-------- DATA LISTING
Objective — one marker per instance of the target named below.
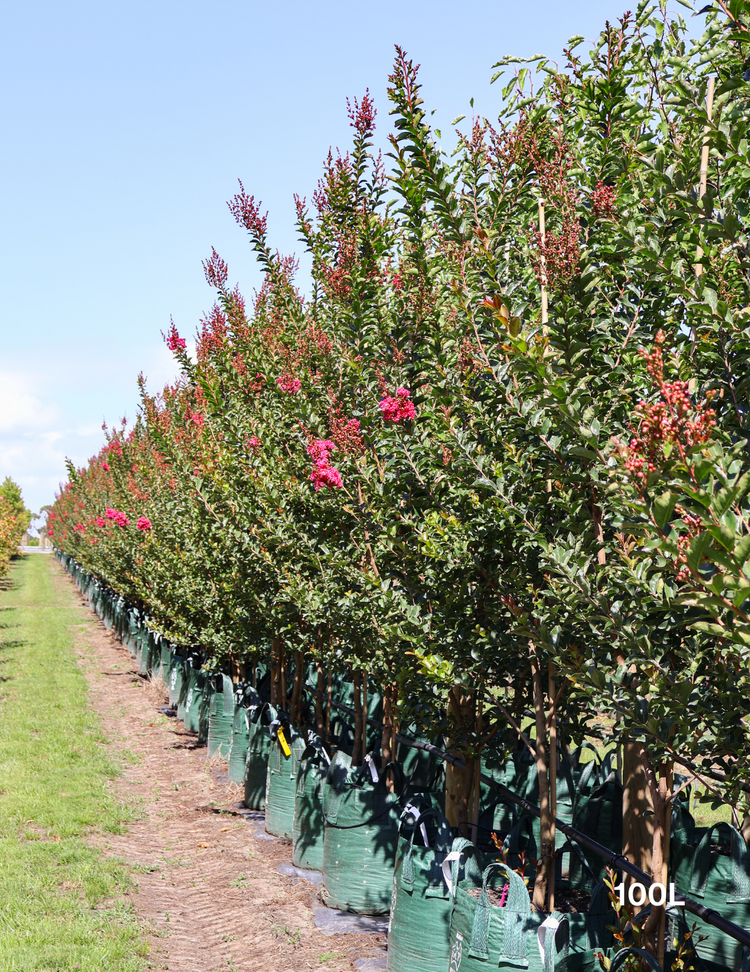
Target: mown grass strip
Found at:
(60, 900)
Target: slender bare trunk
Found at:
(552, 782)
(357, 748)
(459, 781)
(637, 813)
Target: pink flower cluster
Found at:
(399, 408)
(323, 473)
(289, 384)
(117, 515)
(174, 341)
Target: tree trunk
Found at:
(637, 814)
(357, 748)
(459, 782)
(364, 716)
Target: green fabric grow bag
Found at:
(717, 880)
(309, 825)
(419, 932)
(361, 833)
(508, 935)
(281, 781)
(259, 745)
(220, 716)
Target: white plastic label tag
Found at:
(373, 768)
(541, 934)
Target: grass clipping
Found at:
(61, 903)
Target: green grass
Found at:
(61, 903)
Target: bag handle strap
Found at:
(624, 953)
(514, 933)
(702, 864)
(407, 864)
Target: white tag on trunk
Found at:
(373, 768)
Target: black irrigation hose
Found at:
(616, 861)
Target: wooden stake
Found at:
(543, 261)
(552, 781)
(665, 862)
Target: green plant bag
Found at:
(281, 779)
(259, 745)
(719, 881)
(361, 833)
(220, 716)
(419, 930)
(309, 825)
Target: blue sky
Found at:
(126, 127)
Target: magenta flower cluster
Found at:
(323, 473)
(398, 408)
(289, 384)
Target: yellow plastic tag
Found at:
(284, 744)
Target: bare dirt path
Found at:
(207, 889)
----------------
Return nothing but the lines running from the start of the data to the line with "Target: green grass", please, both ends included and no pictures.

_THE ANSWER_
Objective — one marker per instance of the target named below.
Target: mown grass strip
Found at:
(60, 900)
Target: slender bare trunk
Found at:
(552, 782)
(357, 748)
(459, 781)
(637, 813)
Target: pink flower cluster
Found at:
(399, 408)
(323, 473)
(289, 384)
(117, 515)
(174, 341)
Target: tree trunk
Found at:
(637, 814)
(357, 748)
(459, 782)
(364, 716)
Target: green fabric grow bag
Found at:
(717, 880)
(309, 825)
(419, 932)
(361, 833)
(508, 935)
(281, 781)
(259, 745)
(220, 716)
Target: white plastic label tag
Found at:
(373, 768)
(541, 934)
Target: grass clipping
Found at:
(61, 903)
Target: green grass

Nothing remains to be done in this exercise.